Records contained in a dataset
^^^^^^^^

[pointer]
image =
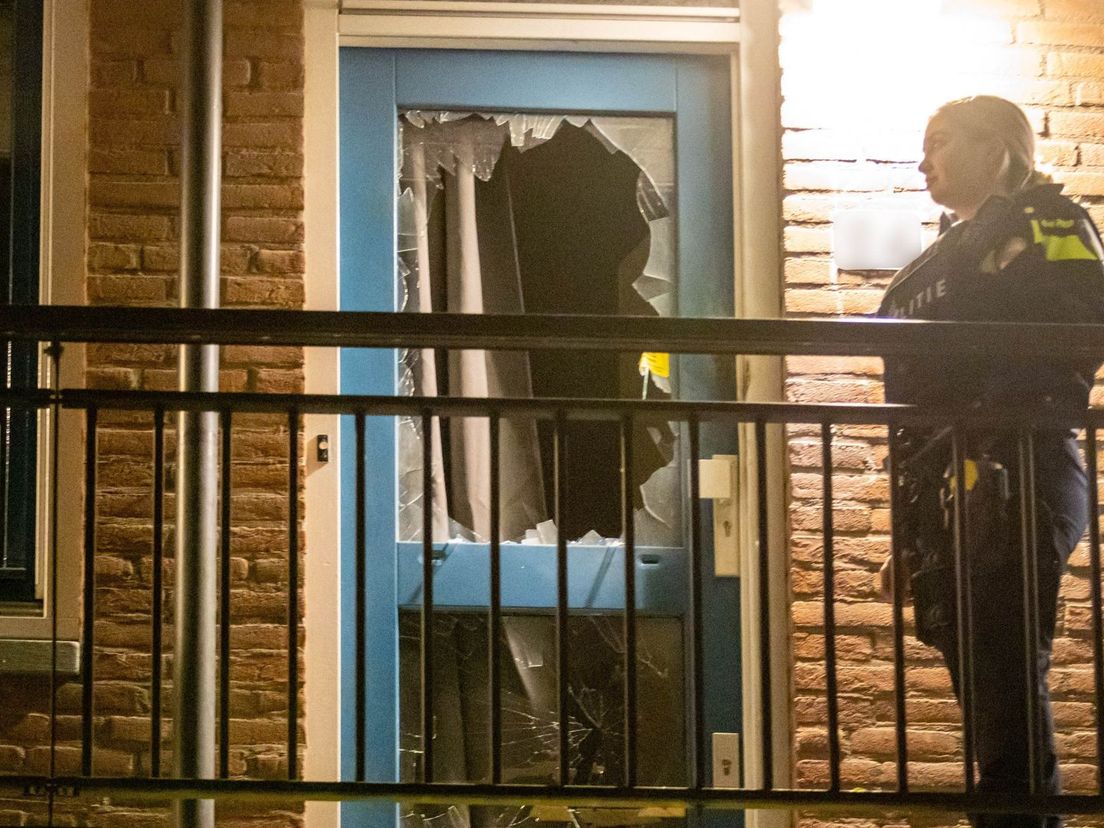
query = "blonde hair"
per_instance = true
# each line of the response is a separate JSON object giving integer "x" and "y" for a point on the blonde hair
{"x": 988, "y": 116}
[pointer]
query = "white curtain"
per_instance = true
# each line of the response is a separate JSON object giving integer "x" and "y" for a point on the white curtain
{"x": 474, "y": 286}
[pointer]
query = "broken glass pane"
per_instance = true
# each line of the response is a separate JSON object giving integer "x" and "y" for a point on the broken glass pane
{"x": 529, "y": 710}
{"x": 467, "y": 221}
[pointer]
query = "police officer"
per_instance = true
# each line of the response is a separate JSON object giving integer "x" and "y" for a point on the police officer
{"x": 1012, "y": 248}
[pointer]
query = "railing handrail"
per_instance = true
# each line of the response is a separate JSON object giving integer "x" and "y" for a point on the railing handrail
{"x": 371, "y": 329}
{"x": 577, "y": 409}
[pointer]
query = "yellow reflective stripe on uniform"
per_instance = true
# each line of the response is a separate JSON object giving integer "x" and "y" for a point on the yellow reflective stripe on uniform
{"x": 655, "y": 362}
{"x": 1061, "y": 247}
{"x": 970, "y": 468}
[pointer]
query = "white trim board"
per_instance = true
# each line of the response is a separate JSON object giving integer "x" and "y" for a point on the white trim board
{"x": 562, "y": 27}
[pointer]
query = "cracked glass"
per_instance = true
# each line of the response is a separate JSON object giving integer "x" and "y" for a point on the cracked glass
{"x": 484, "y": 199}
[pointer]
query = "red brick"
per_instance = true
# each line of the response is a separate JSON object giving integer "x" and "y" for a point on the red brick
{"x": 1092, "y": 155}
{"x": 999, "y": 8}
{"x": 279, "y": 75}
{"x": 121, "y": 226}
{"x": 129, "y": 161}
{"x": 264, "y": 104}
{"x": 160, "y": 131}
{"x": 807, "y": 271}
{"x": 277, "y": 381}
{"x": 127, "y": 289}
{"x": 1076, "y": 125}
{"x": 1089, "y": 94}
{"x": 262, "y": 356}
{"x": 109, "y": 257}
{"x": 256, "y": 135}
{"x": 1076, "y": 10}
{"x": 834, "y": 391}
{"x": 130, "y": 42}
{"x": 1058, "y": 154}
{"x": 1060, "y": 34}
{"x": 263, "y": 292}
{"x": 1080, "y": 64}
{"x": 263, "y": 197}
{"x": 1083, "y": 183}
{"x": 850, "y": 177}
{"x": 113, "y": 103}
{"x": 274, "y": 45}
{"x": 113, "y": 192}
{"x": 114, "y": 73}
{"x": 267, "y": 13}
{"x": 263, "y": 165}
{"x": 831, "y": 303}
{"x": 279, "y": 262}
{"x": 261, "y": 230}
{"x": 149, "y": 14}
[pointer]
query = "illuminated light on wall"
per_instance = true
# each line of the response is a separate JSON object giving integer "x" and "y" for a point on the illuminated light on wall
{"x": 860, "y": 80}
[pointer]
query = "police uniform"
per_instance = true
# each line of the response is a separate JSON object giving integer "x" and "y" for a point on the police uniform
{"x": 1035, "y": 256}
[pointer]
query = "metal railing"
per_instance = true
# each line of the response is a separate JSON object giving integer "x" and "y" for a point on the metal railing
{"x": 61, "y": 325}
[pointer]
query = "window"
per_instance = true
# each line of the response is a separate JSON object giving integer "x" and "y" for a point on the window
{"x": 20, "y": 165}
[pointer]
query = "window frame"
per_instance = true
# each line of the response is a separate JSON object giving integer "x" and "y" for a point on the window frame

^^^^^^^^

» ABOUT THIS EXERCISE
Could every record be given again exactly, with its pictures left out?

» RESPONSE BOX
[pointer]
image =
query = "blonde hair"
per_instance = true
# each line of the response is a separate JSON object giving integer "x" and "y" for a point on the blonde hair
{"x": 988, "y": 116}
[pointer]
query = "white curtain"
per_instance = true
# each line of the response is a separate JSON object giving integer "x" and "y" for a point on the white curtain
{"x": 474, "y": 286}
[pointer]
query = "broken glass pane"
per_instance = true
# each line of the response is a separate JSON object giving integer "x" and "y" for a point on the broken glass pane
{"x": 529, "y": 710}
{"x": 467, "y": 221}
[pointer]
query = "police officer"
per_instance = true
# each line of the response is a separate JSON object giving integer "x" and "y" for a point on the police officer
{"x": 1012, "y": 248}
[pointer]
query = "railing handrail"
per_instance = true
# each line of the response is a separate JSON object giving integer "x" and "y" for a point on the railing handrail
{"x": 371, "y": 329}
{"x": 577, "y": 409}
[pointer]
query = "yellow reflective stripe on uniform"
per_instance = true
# each line of the response is a separate JSON object giving integer "x" and "y" for a point on the yellow reflective stripe on uniform
{"x": 655, "y": 362}
{"x": 1061, "y": 247}
{"x": 970, "y": 468}
[pointer]
query = "white trim board"
per_instance = true
# each line of the response is a separate JSON object giving integer "x" and "y" for a point on the white trim board
{"x": 562, "y": 27}
[pointer]
query = "cracked glass"
per_instance = true
# each line of the response is a separate JSON object giving integer "x" and "y" for a point on the cracked glass
{"x": 484, "y": 199}
[pointer]
query = "red brick"
per_instance = true
# each line of the response is a separate JSON object giving integer "x" and "y" for a point on the red brick
{"x": 1092, "y": 155}
{"x": 999, "y": 8}
{"x": 279, "y": 75}
{"x": 121, "y": 226}
{"x": 129, "y": 161}
{"x": 264, "y": 104}
{"x": 160, "y": 131}
{"x": 807, "y": 271}
{"x": 277, "y": 381}
{"x": 127, "y": 289}
{"x": 1076, "y": 125}
{"x": 1089, "y": 94}
{"x": 262, "y": 356}
{"x": 109, "y": 257}
{"x": 256, "y": 135}
{"x": 1076, "y": 10}
{"x": 834, "y": 391}
{"x": 130, "y": 42}
{"x": 1058, "y": 154}
{"x": 1060, "y": 34}
{"x": 263, "y": 292}
{"x": 1080, "y": 64}
{"x": 263, "y": 197}
{"x": 1083, "y": 183}
{"x": 850, "y": 177}
{"x": 113, "y": 103}
{"x": 274, "y": 45}
{"x": 113, "y": 192}
{"x": 114, "y": 73}
{"x": 267, "y": 13}
{"x": 263, "y": 165}
{"x": 831, "y": 303}
{"x": 279, "y": 262}
{"x": 261, "y": 230}
{"x": 149, "y": 14}
[pointer]
query = "illuminated light on wall"
per_instance = true
# each line of the response is a separate JSON object giving integer "x" and "y" for a point on the illuminated light on wall
{"x": 860, "y": 80}
[pointer]
query = "police uniform"
per_instance = true
# each line of the response is a separate JSON object giving integer "x" and "y" for a point on the police uniform
{"x": 1035, "y": 256}
[pointer]
query = "metal railing"
per_instance = true
# each line of the response is a separate JSON object giving integer "x" and "y" for a point on the metal railing
{"x": 61, "y": 325}
[pointer]
query = "window"
per_instance = true
# each line of the response is a separate JSON object giving integer "x" and "y" for a point on the window
{"x": 20, "y": 165}
[pointer]
query = "window frame"
per_instance = true
# each line of the response is a separate JSON object giving integer "x" and "y" for a point on the window frame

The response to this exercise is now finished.